Consignes —
1. Dans l'extrait sur la prostitution, qu'est-ce qui alarme les autorités suisses ?
2. Réécrivez, s'il vous plaît, le passage de l'extrait sur la prostitution compris entre « Ce que l’on » et « aller au bordel ? », inclus, en remplaçant « bordel » par « lupanar ».
3. Résumez l'extrait sur la prostitution en deux phrases.

Rien non plus sur les réalités quotidiennes de la prostitution : alcool, drogue ou valium pour tenir face à leurs exigences. Rien sur les dimensions sans précédent de la traite des femmes, les trafiquants travaillant avec acharnement à offrir audit client l’approvisionnement varié, exotique et de préférence très jeune auquel il pense avoir droit. Rien sur les profits faramineux et le pouvoir croissant des patrons de bordels. Rien sur la révolte des personnes prostituées qui tiennent un autre discours, tellement plus nombreuses mais qui n’osent pas se montrer devant une caméra, séquestrées qu’elles sont sous le poids d’un regard social impitoyable. Leur parole restera bâillonnée. Tant pis pour elles.

Aveuglé par le petit vernis émancipé, libertaire, qui lui a été généreusement servi, l’auteur n’a pas vu qu’il ouvrait des avenues aux proxos qui, même dans leurs rêves les plus fous, n’auraient pas osé imaginer pareil coup de main. Dans une Europe déjà largement pourvue en bordels « new look », les marchands de femmes comptent sur la bénédiction des médias. L’affaire est en bonne voie. Leur meilleur sésame, c’est le « consentement » des personnes à être exploitées. Quant aux clients, à qui les sociétés ont toujours garanti ce droit séculaire à disposer du corps des femmes, ils se frisent les moustaches. Totalement légitimés dans leur bon droit (le film a pris soin de nous dire que tout ça, c’était la faute de… leur mère !), ils vont pouvoir continuer à s’acheter tranquillement une femme, ou un garçon, comme une pizza. Sans se poser de question. On nous l’a dit, le client est roi.

Ce que l’on a omis de préciser, c’est qu’il est le moteur de la traite des femmes. A tel point que tous les textes internationaux sur la traite engagent désormais les Etats à tout faire pour décourager la demande ! Mais qu’importent les textes politiques, qu’importent les ravages de la traite et le tribut payé par les femmes pauvres chargées de « servir » le client. L’essentiel n’est-il pas de préserver ce sacro-saint « droit de l’homme » à aller au bordel ?

De même, le film nous a vanté le modèle suisse. Un pays où les autorités elles-mêmes s’alarment face au nombre croissant de gamines de 16 ans qui grossissent les rangs de la prostitution. En parler jetterait une ombre à si idyllique tableau. On préfère écouter benoîtement la tenancière aux seins siliconés nous faire l’article : le bordel comme haut lieu de la « transparence », de la philanthropie et du respect des droits humains, avec son ultime et imparable argument : le fric.

Données fournies —

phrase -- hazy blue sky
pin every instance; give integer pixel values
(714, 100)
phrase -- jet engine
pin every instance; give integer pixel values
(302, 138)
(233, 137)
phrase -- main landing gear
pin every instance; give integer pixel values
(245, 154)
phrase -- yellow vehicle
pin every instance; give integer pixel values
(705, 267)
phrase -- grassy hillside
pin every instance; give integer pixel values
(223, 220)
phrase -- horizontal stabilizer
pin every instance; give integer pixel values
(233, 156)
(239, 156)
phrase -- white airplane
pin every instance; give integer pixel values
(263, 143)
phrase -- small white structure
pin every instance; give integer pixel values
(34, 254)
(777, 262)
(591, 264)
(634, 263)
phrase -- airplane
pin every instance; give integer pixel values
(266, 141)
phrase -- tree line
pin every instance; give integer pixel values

Réponses par consigne —
1. Le nombre croissant de gamines de 16 ans qui grossissent les rangs de la prostitution.

2.
Ce que l’on a omis de préciser, c’est qu’il est le moteur de la traite des femmes. A tel point que tous les textes internationaux sur la traite engagent désormais les Etats à tout faire pour décourager la demande ! Mais qu’importent les textes politiques, qu’importent les ravages de la traite et le tribut payé par les femmes pauvres chargées de « servir » le client. L’essentiel n’est-il pas de préserver ce sacro-saint « droit de l’homme » à aller au lupanar ?

3. Le texte reproche au film de taire la traite des femmes, les profits des patrons de bordels et la parole des personnes prostituées, tout en légitimant les clients, présentés comme rois alors qu'ils sont le moteur de la traite. Il critique aussi l'éloge du modèle suisse, dans un pays où les autorités s'alarment du nombre croissant de gamines de 16 ans qui se prostituent.